** THE TASK **
Return every line of the entries below that contains the word "nose", copying each line in full.

** ITEMS **
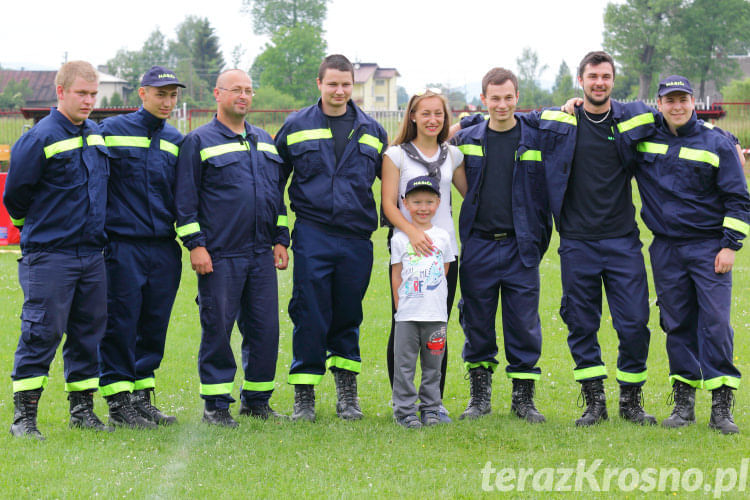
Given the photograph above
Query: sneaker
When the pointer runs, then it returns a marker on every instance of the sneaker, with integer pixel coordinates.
(409, 422)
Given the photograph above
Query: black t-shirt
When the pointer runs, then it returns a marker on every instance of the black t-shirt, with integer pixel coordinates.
(495, 211)
(341, 127)
(598, 203)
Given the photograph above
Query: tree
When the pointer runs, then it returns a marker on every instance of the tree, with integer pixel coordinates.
(638, 34)
(737, 91)
(290, 62)
(14, 94)
(708, 33)
(269, 16)
(563, 88)
(531, 94)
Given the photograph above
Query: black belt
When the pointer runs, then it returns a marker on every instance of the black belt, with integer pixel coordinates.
(493, 236)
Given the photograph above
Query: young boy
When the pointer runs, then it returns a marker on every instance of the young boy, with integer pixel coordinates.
(420, 292)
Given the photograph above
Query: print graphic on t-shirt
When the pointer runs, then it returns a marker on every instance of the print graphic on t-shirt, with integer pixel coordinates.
(427, 270)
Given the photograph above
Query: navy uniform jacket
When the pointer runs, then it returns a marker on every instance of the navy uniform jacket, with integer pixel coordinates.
(143, 156)
(692, 184)
(222, 180)
(335, 196)
(532, 221)
(558, 132)
(56, 188)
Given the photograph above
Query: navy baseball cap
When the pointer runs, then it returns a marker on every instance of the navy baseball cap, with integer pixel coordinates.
(423, 182)
(159, 76)
(674, 83)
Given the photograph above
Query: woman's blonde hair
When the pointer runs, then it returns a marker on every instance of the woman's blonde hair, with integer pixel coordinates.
(407, 131)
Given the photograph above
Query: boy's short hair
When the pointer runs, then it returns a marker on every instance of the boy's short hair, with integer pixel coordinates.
(498, 76)
(337, 62)
(69, 71)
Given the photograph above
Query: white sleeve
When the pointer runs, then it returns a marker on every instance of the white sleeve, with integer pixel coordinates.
(396, 154)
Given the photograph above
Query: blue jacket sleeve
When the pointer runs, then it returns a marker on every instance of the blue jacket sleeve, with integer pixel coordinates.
(733, 191)
(188, 174)
(26, 169)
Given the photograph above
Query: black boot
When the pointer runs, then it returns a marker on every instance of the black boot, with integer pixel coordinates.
(596, 403)
(24, 417)
(480, 390)
(522, 401)
(631, 405)
(261, 410)
(219, 416)
(722, 400)
(683, 413)
(82, 412)
(347, 406)
(141, 401)
(304, 402)
(123, 413)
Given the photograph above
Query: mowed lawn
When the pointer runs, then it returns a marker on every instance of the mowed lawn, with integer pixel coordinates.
(373, 457)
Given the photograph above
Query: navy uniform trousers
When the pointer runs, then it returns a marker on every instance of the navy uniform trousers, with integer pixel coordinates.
(490, 268)
(617, 263)
(241, 289)
(143, 277)
(62, 293)
(694, 302)
(331, 275)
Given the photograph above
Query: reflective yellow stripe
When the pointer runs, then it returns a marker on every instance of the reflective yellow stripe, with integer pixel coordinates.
(169, 147)
(117, 387)
(700, 155)
(372, 141)
(591, 372)
(269, 148)
(82, 385)
(344, 364)
(127, 141)
(737, 225)
(188, 229)
(29, 384)
(471, 149)
(221, 149)
(559, 116)
(257, 386)
(308, 135)
(652, 147)
(94, 140)
(636, 121)
(216, 389)
(62, 146)
(532, 155)
(632, 378)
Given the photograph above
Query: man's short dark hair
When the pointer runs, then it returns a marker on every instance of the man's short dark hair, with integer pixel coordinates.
(337, 62)
(595, 58)
(498, 76)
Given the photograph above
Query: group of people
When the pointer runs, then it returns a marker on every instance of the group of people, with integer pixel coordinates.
(99, 207)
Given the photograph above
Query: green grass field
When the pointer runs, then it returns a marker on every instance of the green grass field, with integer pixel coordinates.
(374, 457)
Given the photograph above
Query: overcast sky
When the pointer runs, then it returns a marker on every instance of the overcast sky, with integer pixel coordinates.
(452, 42)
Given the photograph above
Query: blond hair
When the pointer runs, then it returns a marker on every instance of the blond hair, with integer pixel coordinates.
(71, 70)
(407, 131)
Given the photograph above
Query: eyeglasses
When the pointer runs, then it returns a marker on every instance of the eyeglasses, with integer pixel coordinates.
(239, 91)
(434, 90)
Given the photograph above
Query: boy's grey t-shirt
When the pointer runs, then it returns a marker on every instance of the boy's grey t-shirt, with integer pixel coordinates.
(423, 290)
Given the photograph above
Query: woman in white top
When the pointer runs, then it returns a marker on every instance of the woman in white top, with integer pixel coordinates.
(420, 149)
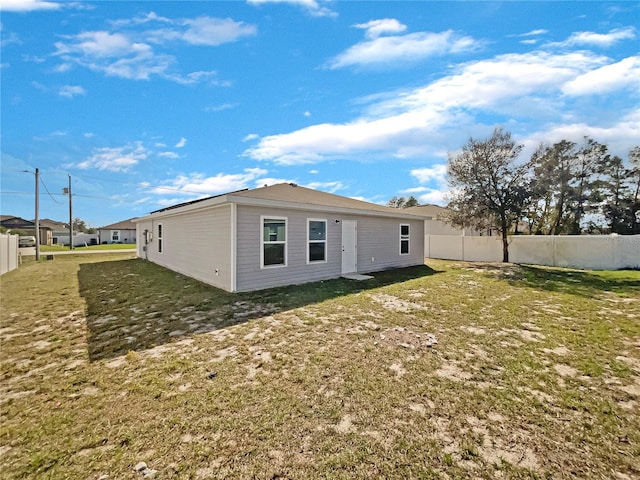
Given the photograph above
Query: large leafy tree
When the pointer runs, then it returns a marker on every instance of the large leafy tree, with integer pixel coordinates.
(565, 186)
(633, 175)
(490, 188)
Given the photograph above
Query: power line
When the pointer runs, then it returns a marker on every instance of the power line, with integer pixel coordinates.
(113, 199)
(45, 187)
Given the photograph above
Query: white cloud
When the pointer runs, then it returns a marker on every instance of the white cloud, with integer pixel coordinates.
(620, 136)
(603, 40)
(436, 173)
(434, 196)
(70, 91)
(118, 159)
(375, 28)
(114, 54)
(220, 108)
(534, 33)
(28, 5)
(607, 78)
(198, 183)
(133, 54)
(215, 31)
(428, 119)
(410, 48)
(312, 7)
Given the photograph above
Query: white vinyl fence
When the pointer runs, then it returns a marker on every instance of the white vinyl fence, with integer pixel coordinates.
(595, 252)
(8, 253)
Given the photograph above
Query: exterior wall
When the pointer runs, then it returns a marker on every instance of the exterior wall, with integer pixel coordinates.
(8, 253)
(597, 252)
(378, 241)
(197, 244)
(126, 236)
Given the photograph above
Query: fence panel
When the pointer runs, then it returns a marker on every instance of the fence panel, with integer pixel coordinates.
(596, 252)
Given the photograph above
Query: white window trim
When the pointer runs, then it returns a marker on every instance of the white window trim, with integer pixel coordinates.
(262, 242)
(406, 238)
(325, 241)
(159, 236)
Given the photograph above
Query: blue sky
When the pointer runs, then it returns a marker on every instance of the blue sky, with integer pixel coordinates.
(149, 104)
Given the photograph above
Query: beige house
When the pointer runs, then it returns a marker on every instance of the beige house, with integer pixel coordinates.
(120, 232)
(279, 235)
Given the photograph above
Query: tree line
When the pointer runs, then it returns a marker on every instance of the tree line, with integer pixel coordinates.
(563, 189)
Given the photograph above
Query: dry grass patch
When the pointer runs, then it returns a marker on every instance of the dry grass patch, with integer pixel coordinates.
(111, 361)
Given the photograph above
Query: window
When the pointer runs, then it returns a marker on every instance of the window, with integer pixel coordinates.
(274, 241)
(159, 238)
(404, 239)
(317, 238)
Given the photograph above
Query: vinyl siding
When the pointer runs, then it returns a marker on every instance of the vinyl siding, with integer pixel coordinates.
(195, 244)
(377, 238)
(250, 276)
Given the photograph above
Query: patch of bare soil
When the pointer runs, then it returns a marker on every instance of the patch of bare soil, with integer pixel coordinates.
(396, 304)
(452, 371)
(504, 271)
(403, 337)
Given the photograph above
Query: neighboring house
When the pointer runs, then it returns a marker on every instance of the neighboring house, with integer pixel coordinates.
(54, 231)
(121, 232)
(279, 235)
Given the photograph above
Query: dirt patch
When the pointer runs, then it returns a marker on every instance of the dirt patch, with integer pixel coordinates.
(405, 338)
(452, 371)
(396, 304)
(565, 370)
(345, 425)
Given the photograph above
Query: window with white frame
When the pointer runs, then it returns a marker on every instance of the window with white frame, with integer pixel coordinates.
(159, 238)
(317, 240)
(404, 239)
(274, 242)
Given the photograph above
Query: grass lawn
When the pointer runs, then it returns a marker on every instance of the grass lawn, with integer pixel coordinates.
(108, 361)
(111, 246)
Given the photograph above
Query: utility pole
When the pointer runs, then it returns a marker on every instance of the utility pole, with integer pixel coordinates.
(37, 214)
(70, 216)
(68, 191)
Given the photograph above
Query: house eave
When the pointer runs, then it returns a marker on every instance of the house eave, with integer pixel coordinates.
(229, 199)
(259, 202)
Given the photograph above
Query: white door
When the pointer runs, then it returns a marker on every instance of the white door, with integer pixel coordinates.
(349, 246)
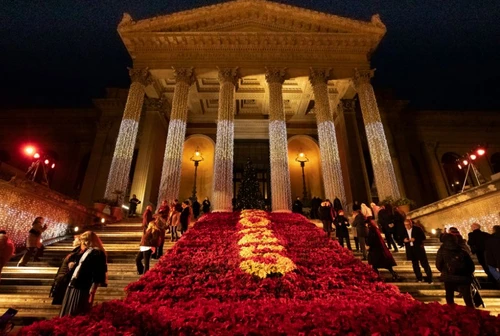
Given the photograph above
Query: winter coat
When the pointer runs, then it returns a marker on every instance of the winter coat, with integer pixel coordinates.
(477, 241)
(378, 254)
(151, 238)
(445, 254)
(359, 224)
(342, 226)
(492, 252)
(35, 235)
(6, 249)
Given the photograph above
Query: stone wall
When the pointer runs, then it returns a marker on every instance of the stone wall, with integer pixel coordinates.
(479, 204)
(21, 201)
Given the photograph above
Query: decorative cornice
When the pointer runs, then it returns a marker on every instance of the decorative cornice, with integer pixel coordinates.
(140, 75)
(362, 77)
(280, 15)
(185, 75)
(275, 75)
(228, 75)
(319, 76)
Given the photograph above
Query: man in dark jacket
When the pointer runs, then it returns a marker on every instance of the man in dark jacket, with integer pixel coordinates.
(477, 242)
(492, 253)
(359, 224)
(457, 268)
(414, 238)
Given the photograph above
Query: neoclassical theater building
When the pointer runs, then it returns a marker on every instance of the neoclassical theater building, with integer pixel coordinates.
(260, 80)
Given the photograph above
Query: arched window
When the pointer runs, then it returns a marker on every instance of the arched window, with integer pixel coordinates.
(495, 162)
(455, 175)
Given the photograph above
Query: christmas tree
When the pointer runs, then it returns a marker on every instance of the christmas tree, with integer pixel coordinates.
(249, 196)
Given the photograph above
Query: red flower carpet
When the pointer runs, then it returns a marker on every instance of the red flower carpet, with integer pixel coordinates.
(265, 274)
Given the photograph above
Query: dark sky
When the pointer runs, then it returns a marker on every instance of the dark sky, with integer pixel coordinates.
(438, 54)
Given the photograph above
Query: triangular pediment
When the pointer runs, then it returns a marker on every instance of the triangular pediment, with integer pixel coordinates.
(251, 16)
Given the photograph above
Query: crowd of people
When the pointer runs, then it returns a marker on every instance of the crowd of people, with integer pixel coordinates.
(85, 268)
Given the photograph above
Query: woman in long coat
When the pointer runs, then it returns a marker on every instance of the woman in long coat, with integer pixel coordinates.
(379, 255)
(90, 273)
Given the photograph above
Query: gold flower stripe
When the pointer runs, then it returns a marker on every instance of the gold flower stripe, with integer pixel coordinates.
(258, 241)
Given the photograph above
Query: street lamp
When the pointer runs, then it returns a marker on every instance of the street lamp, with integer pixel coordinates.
(196, 158)
(302, 158)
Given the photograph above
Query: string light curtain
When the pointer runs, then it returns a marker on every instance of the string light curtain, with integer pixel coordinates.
(330, 158)
(383, 169)
(224, 148)
(278, 145)
(172, 160)
(124, 150)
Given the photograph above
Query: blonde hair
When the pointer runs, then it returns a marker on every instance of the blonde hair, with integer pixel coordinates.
(91, 239)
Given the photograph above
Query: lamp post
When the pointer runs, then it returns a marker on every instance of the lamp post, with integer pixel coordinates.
(302, 158)
(196, 158)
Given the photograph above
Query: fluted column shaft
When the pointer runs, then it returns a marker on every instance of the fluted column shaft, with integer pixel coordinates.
(278, 144)
(224, 147)
(172, 160)
(383, 169)
(124, 150)
(330, 159)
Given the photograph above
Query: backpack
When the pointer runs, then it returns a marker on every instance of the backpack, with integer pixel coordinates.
(459, 263)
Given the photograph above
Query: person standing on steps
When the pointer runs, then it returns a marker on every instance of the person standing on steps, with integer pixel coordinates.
(133, 206)
(492, 254)
(147, 217)
(6, 250)
(386, 222)
(206, 205)
(90, 273)
(457, 269)
(34, 246)
(477, 241)
(325, 215)
(149, 243)
(414, 238)
(185, 216)
(342, 229)
(379, 255)
(359, 224)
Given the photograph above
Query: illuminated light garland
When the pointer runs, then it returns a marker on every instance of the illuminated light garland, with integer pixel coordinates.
(172, 159)
(281, 194)
(330, 158)
(224, 147)
(383, 169)
(20, 206)
(125, 143)
(259, 245)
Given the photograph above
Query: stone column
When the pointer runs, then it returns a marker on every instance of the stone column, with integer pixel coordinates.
(330, 159)
(124, 149)
(383, 169)
(172, 160)
(145, 161)
(278, 144)
(224, 147)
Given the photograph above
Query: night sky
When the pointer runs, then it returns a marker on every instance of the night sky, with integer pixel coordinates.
(438, 54)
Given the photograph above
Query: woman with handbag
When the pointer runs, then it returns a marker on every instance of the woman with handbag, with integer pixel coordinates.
(89, 274)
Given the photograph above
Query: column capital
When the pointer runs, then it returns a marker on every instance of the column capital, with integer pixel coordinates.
(141, 76)
(228, 75)
(349, 105)
(318, 76)
(275, 75)
(184, 75)
(362, 76)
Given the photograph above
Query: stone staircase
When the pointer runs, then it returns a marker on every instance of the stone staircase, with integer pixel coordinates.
(27, 288)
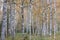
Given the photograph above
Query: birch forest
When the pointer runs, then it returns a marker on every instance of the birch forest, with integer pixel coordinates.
(29, 19)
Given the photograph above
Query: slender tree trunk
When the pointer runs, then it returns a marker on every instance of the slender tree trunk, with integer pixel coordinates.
(12, 19)
(51, 17)
(55, 25)
(4, 23)
(22, 12)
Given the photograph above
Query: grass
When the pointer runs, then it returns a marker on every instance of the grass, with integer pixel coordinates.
(20, 36)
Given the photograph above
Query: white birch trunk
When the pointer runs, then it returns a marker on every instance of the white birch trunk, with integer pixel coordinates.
(50, 17)
(4, 23)
(55, 25)
(12, 19)
(22, 13)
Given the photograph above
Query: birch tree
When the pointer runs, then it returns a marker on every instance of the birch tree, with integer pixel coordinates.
(12, 19)
(55, 23)
(43, 20)
(50, 2)
(22, 13)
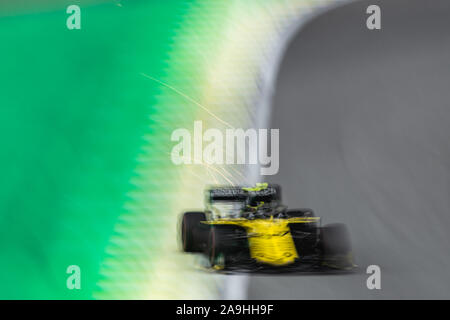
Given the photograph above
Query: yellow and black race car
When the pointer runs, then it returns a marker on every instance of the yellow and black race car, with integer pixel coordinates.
(249, 228)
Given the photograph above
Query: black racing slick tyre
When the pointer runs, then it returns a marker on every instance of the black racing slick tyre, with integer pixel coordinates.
(303, 234)
(336, 246)
(193, 233)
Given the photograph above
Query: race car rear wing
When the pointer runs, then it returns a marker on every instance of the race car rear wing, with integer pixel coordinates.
(262, 191)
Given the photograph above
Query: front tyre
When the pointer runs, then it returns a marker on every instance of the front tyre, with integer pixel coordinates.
(193, 233)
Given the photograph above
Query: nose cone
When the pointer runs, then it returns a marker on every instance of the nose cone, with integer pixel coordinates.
(271, 242)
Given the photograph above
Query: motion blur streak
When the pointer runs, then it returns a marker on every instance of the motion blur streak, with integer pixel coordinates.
(364, 139)
(227, 49)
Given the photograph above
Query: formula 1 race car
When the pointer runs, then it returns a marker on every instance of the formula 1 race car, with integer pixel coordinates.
(248, 228)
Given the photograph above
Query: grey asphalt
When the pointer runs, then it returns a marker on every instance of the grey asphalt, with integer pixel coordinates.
(364, 119)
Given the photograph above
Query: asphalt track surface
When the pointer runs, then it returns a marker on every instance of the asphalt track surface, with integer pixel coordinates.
(364, 119)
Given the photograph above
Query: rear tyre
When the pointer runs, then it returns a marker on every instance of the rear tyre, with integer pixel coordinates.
(193, 233)
(336, 246)
(303, 234)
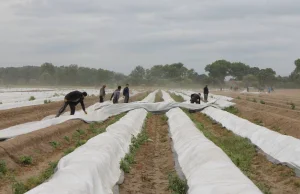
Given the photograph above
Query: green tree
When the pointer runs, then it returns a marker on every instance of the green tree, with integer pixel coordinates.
(218, 70)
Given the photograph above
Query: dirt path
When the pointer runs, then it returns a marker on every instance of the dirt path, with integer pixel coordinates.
(154, 161)
(270, 178)
(44, 146)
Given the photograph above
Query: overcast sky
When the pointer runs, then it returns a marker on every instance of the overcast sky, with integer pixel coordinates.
(121, 34)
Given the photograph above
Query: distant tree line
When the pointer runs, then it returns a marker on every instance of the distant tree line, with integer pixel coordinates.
(158, 75)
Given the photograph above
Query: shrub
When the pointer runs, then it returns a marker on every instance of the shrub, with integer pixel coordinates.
(177, 185)
(293, 106)
(26, 160)
(31, 98)
(3, 168)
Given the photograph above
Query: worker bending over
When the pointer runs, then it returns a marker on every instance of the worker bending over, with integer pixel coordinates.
(72, 99)
(195, 98)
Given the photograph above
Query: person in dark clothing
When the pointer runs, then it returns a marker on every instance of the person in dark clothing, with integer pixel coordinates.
(195, 98)
(116, 95)
(102, 93)
(126, 93)
(72, 99)
(206, 92)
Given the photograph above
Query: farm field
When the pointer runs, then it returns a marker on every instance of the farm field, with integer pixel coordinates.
(278, 111)
(163, 151)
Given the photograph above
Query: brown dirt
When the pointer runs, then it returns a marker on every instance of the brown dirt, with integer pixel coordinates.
(154, 161)
(280, 179)
(36, 144)
(275, 114)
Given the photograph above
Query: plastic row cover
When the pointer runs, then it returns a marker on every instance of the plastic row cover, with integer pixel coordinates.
(207, 168)
(283, 148)
(94, 167)
(96, 113)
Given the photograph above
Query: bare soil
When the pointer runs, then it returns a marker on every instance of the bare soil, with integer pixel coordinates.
(277, 179)
(275, 114)
(37, 145)
(154, 161)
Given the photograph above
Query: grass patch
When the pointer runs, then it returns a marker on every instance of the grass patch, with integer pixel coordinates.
(3, 168)
(31, 98)
(26, 160)
(158, 97)
(69, 150)
(232, 110)
(258, 122)
(136, 142)
(54, 144)
(47, 101)
(240, 150)
(20, 188)
(176, 97)
(177, 185)
(293, 106)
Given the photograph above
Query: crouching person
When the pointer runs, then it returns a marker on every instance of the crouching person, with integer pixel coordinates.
(72, 99)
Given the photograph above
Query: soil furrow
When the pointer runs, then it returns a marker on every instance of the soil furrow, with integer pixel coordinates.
(153, 161)
(44, 144)
(269, 177)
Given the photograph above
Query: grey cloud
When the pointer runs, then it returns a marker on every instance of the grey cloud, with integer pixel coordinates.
(119, 35)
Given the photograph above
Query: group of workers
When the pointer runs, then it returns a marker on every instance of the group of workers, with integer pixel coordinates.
(75, 97)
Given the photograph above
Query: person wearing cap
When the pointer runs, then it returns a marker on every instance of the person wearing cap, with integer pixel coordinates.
(102, 93)
(72, 99)
(195, 98)
(126, 93)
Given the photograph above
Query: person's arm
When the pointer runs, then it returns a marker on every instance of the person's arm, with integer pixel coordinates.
(82, 105)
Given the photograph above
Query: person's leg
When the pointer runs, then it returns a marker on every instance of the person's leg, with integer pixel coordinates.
(62, 109)
(72, 107)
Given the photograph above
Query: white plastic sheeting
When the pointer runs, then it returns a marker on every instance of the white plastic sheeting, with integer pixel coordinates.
(96, 113)
(285, 149)
(94, 167)
(207, 168)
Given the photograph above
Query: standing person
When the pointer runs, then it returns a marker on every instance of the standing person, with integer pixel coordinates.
(102, 93)
(195, 98)
(72, 99)
(126, 93)
(206, 92)
(116, 95)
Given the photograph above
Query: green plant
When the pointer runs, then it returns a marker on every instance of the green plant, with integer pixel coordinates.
(54, 144)
(293, 106)
(3, 168)
(47, 101)
(31, 98)
(19, 188)
(177, 185)
(69, 150)
(232, 110)
(26, 160)
(258, 122)
(67, 138)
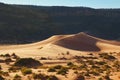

** RESPONSE **
Query: nose cone
When the pointer runs, then it returns a marker on every instance of the nose cone, with integer pixel coordinates.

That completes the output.